* start SELECTED TEXT *

UML Polymorphism Basics: Dynamic Binding & Overriding
Polymorphism is a central concept in object-oriented programming and UML modeling. It enables objects of different classes to respond differently to the same message.
What is Polymorphism?
Polymorphism (many-formedness) describes the ability of objects to use the same interface but have different implementations. In UML, this is represented through inheritance hierarchies and interfaces.
Types of Polymorphism
- Overriding (Override): Method in subclass replaces base class method
- Overloading (Overload): Multiple methods with the same name but different parameters
- Parametric Polymorphism: Generics for type-safe reusability
- Ad-hoc Polymorphism: Method overloading and type conversion
UML Representation of Polymorphism
Class Diagram with Polymorphism
@startuml
abstract class Shape {
-color: String
-x: double
-y: double
+Shape(color: String, x: double, y: double)

* end SELECTED TEXT *
* start INPUT FOR THIS TASK *

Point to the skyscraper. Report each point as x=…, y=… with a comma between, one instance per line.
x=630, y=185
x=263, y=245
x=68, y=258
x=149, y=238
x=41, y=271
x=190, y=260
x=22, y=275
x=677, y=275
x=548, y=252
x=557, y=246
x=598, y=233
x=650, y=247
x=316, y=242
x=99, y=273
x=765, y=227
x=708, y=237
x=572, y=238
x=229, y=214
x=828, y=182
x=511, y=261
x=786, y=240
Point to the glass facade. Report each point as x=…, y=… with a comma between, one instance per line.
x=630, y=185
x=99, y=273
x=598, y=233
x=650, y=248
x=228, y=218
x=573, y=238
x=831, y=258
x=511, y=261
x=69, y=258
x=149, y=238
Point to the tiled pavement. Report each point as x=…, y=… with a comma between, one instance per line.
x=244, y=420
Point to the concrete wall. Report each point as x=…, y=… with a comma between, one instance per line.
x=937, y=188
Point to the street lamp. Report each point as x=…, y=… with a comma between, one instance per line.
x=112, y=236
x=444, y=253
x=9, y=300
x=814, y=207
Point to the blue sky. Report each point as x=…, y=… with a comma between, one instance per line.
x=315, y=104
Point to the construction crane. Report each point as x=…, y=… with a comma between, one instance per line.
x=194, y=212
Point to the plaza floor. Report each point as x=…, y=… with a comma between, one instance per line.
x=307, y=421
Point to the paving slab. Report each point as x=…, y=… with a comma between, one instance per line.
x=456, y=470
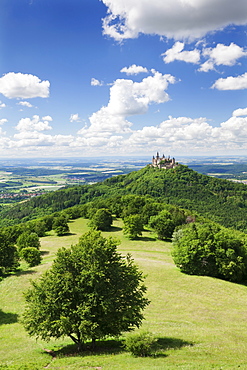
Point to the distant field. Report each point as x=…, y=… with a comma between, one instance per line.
x=201, y=322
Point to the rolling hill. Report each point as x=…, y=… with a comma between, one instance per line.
x=219, y=200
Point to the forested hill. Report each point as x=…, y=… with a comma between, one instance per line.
x=219, y=200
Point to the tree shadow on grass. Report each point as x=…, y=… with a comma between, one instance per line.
x=24, y=272
x=44, y=253
x=115, y=229
x=164, y=344
x=146, y=239
x=8, y=317
x=102, y=347
x=114, y=347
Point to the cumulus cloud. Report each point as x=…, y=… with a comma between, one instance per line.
x=187, y=134
x=134, y=70
x=25, y=104
x=240, y=112
x=74, y=118
x=222, y=55
x=95, y=82
x=24, y=86
x=178, y=19
x=128, y=98
x=231, y=83
x=177, y=53
x=34, y=124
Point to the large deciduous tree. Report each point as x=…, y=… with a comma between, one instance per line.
x=90, y=292
x=8, y=255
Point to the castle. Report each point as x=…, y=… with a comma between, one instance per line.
x=163, y=162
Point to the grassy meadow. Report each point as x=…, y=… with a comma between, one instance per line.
x=200, y=322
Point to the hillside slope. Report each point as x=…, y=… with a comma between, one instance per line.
x=219, y=200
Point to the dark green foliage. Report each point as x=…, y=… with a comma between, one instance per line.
x=28, y=239
x=207, y=249
x=101, y=219
x=141, y=344
x=90, y=292
x=219, y=200
x=60, y=225
x=162, y=224
x=9, y=259
x=132, y=205
x=31, y=255
x=133, y=226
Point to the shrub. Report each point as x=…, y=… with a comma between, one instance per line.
x=27, y=239
x=141, y=344
x=31, y=255
x=207, y=249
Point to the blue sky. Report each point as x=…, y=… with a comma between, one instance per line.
x=117, y=77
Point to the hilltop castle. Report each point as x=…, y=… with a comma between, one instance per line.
x=163, y=162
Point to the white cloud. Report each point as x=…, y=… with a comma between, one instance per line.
x=95, y=82
x=25, y=104
x=34, y=124
x=178, y=19
x=231, y=83
x=47, y=118
x=177, y=53
x=74, y=118
x=134, y=70
x=24, y=86
x=240, y=112
x=186, y=134
x=222, y=55
x=128, y=98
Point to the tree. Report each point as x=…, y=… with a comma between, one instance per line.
x=207, y=249
x=8, y=255
x=162, y=224
x=31, y=255
x=28, y=239
x=101, y=220
x=90, y=292
x=60, y=225
x=133, y=226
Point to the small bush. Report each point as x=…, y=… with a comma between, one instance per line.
x=141, y=344
x=31, y=255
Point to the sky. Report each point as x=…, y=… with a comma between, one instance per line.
x=82, y=78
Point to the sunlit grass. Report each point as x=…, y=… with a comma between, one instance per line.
x=201, y=322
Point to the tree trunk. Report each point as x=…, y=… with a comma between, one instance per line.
x=93, y=344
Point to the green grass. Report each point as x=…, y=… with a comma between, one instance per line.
x=201, y=322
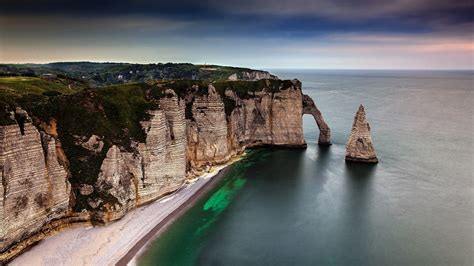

* end INPUT FOR THIS TASK *

REQUIREMENT 1:
In the text on UML polymorphism, what does parametric polymorphism use for type-safe reusability?
REQUIREMENT 2:
Edit the records from their first line through the line containing "x=786, y=240", changing "skyscraper" to "tower" and leaving everything else the same. Return only those lines.
The text and the records have no connection to each other.

RESPONSE 1:
Generics.

RESPONSE 2:
Point to the tower. Report each point as x=…, y=… with a comma between, one instance per line.
x=630, y=185
x=263, y=245
x=68, y=258
x=149, y=238
x=41, y=271
x=190, y=260
x=22, y=275
x=677, y=275
x=548, y=252
x=557, y=246
x=598, y=233
x=650, y=247
x=316, y=242
x=99, y=273
x=765, y=227
x=708, y=237
x=572, y=238
x=229, y=214
x=828, y=182
x=511, y=261
x=786, y=240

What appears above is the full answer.